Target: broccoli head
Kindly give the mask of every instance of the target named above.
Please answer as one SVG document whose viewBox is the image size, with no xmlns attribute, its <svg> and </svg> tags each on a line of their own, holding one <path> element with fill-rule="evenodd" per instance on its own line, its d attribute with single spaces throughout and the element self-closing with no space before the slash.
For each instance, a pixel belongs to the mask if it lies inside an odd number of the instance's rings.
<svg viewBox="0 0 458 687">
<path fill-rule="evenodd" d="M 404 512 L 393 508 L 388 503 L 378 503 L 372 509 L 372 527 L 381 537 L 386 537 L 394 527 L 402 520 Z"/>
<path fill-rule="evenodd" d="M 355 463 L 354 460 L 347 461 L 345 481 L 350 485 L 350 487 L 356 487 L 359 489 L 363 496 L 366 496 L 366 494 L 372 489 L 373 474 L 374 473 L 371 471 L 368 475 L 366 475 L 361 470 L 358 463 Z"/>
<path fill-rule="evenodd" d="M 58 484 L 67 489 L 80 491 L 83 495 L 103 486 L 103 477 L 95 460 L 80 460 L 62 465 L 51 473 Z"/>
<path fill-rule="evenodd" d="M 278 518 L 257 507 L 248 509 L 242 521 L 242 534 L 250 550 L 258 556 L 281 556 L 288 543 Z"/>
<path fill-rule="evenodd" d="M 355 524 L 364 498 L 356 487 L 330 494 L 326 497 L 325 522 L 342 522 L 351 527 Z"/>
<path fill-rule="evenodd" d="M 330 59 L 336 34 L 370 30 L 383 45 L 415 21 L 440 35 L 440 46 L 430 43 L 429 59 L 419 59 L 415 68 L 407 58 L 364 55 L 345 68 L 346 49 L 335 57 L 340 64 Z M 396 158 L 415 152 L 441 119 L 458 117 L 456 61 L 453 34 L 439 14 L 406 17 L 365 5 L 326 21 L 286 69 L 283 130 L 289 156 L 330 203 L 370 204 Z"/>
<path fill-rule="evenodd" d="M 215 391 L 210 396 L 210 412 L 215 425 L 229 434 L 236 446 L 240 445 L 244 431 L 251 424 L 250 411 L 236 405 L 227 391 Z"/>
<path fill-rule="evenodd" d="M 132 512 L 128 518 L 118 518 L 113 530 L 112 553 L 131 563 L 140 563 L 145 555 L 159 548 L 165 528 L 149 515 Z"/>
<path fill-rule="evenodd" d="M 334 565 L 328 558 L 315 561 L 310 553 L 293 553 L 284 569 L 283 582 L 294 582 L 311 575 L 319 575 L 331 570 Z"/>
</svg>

= Your instructions =
Rescale every line from the start of the items through the line holding "215 391 L 210", both included. Repeat the requests unchanged, and multiply every number in the answers, both the viewBox dimensions and the path coordinates, by 0.85, rounding to whole numbers with halves rounded up.

= The completed task =
Target: broccoli head
Kindly give the mask of every instance of the target named above.
Please answer as one SVG document whose viewBox is the image size, with no xmlns attribute, its <svg> and </svg> tags each on a line of their own, holding one <path> element with fill-rule="evenodd" per instance on its own line, its d attribute with single spaces throughout and the element self-closing with no space before the slash.
For each instance, a pixel belongs to the mask if it lies inside an odd number of the instance's rings.
<svg viewBox="0 0 389 584">
<path fill-rule="evenodd" d="M 343 435 L 334 432 L 330 428 L 321 428 L 316 433 L 316 448 L 324 456 L 328 456 L 335 448 L 342 442 Z"/>
<path fill-rule="evenodd" d="M 302 394 L 301 391 L 295 392 L 293 409 L 298 412 L 298 414 L 303 414 L 305 416 L 309 422 L 311 422 L 311 420 L 316 416 L 317 403 L 318 402 L 315 400 L 313 404 L 311 404 L 307 400 L 304 394 Z"/>
<path fill-rule="evenodd" d="M 49 411 L 57 416 L 68 417 L 71 421 L 88 413 L 88 405 L 81 391 L 68 391 L 53 395 L 43 402 Z"/>
<path fill-rule="evenodd" d="M 236 440 L 218 431 L 211 433 L 206 443 L 206 454 L 213 468 L 219 473 L 239 473 L 245 462 Z"/>
<path fill-rule="evenodd" d="M 302 445 L 309 423 L 303 414 L 281 420 L 277 422 L 276 444 L 291 444 L 298 448 Z"/>
<path fill-rule="evenodd" d="M 281 50 L 286 29 L 315 26 L 326 38 L 353 18 L 374 30 L 374 39 L 366 37 L 365 50 L 356 50 L 353 58 L 346 49 L 309 47 L 293 58 L 294 42 L 285 48 L 289 54 Z M 337 134 L 353 129 L 375 101 L 389 99 L 388 52 L 385 29 L 373 12 L 345 14 L 310 4 L 277 18 L 243 59 L 241 111 L 246 133 L 281 173 L 315 173 Z"/>
<path fill-rule="evenodd" d="M 183 332 L 179 337 L 179 350 L 183 361 L 195 369 L 201 379 L 204 378 L 207 366 L 213 360 L 213 349 L 201 344 L 193 332 Z"/>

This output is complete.